Rows of box annotation data
=-=-=-=-=
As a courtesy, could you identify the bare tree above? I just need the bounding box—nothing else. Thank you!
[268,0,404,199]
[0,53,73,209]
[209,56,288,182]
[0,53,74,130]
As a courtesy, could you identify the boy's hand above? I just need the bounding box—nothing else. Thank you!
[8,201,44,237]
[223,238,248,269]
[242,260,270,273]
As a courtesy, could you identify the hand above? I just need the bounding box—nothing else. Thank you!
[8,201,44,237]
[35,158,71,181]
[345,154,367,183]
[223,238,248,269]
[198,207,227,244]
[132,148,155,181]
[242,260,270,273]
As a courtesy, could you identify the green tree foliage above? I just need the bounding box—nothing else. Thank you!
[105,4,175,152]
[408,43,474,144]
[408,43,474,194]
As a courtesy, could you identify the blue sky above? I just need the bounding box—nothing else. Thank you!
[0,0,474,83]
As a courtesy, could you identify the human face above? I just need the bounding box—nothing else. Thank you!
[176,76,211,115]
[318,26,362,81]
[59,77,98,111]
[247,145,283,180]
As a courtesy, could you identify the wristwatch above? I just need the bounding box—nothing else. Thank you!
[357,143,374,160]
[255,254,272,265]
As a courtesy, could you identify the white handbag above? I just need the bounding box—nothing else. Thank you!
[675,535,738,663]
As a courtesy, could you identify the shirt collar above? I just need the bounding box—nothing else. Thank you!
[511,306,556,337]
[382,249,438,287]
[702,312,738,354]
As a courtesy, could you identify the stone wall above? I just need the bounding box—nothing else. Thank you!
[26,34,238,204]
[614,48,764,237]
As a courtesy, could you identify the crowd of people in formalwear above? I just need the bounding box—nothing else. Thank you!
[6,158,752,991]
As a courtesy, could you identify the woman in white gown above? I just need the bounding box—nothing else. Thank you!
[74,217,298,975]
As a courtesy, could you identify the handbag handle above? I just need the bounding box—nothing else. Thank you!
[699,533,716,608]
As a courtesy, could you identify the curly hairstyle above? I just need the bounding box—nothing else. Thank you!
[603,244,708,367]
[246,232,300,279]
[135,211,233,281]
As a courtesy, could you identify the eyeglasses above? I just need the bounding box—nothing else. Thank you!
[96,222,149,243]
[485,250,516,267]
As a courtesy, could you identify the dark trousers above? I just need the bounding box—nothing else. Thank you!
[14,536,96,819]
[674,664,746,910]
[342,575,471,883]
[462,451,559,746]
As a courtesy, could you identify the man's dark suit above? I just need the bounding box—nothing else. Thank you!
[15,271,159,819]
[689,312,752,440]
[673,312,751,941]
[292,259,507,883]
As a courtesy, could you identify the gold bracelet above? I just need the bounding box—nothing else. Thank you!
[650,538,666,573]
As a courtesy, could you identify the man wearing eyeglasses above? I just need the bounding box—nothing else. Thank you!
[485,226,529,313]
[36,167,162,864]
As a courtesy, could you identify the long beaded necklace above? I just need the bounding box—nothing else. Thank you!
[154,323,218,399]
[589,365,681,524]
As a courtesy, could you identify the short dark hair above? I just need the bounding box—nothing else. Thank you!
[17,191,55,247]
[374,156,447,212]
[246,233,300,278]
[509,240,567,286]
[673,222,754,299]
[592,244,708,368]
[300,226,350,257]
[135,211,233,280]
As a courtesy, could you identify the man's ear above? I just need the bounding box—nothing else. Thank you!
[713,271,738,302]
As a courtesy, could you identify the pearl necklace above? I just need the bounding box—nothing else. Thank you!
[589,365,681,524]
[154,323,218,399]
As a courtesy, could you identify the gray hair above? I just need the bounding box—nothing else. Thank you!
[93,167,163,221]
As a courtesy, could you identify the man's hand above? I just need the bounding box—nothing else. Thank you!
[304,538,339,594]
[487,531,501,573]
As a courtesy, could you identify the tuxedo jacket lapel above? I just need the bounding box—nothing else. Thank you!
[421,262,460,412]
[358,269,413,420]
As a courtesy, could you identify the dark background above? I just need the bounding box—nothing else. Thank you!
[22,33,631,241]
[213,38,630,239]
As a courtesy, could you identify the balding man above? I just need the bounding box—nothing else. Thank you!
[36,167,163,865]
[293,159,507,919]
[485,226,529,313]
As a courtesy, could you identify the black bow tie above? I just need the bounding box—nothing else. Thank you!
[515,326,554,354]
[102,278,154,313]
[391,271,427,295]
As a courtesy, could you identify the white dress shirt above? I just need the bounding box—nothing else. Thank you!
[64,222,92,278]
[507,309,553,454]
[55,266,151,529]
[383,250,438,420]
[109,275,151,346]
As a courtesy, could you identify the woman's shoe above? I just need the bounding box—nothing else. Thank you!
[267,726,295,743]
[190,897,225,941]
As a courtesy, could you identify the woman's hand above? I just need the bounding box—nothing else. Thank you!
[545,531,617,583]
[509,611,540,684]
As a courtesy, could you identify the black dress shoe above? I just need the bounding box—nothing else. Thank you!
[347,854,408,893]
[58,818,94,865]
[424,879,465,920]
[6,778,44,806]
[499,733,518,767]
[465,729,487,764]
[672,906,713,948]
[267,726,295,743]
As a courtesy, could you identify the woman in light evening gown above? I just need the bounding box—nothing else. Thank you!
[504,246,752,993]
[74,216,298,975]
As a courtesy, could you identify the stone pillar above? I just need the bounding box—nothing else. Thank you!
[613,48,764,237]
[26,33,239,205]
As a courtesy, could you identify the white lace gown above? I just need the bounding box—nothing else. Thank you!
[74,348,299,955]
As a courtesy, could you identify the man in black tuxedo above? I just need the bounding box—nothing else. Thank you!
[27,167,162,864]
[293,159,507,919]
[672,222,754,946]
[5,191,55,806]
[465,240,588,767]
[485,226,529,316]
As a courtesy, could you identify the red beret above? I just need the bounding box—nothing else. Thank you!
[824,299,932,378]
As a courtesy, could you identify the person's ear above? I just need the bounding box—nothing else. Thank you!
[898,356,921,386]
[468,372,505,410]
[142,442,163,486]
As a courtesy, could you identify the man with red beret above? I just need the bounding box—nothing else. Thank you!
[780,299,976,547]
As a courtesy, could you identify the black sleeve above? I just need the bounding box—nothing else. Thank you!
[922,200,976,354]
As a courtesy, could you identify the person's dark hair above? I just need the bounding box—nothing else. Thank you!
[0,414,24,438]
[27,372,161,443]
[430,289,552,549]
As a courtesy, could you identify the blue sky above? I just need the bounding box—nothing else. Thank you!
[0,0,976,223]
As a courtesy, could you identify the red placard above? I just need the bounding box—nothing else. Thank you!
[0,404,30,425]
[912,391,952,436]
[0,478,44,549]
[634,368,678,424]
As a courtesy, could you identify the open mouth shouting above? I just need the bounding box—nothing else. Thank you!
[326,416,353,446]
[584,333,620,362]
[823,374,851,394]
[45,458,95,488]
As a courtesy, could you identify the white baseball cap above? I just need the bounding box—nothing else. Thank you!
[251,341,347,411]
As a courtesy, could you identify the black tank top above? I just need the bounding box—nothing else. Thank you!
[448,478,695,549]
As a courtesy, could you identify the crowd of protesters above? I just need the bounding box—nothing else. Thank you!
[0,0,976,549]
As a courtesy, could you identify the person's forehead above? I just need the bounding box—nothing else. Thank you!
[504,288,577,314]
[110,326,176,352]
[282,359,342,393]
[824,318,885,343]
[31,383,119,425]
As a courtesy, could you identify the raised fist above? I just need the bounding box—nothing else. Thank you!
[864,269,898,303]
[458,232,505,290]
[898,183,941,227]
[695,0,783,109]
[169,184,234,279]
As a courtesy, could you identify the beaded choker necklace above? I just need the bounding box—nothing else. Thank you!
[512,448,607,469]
=-=-=-=-=
*The problem:* Pick out every line in the entries above that contains the word "beret" and copy each one in full.

*Written solution:*
As a courtesy, could you identify the red beret above? I just need the bounding box—nothing else. Thank you!
As a courtesy, could you identify the man with red beret above? I just need the bounding box—nothing else. Thank you!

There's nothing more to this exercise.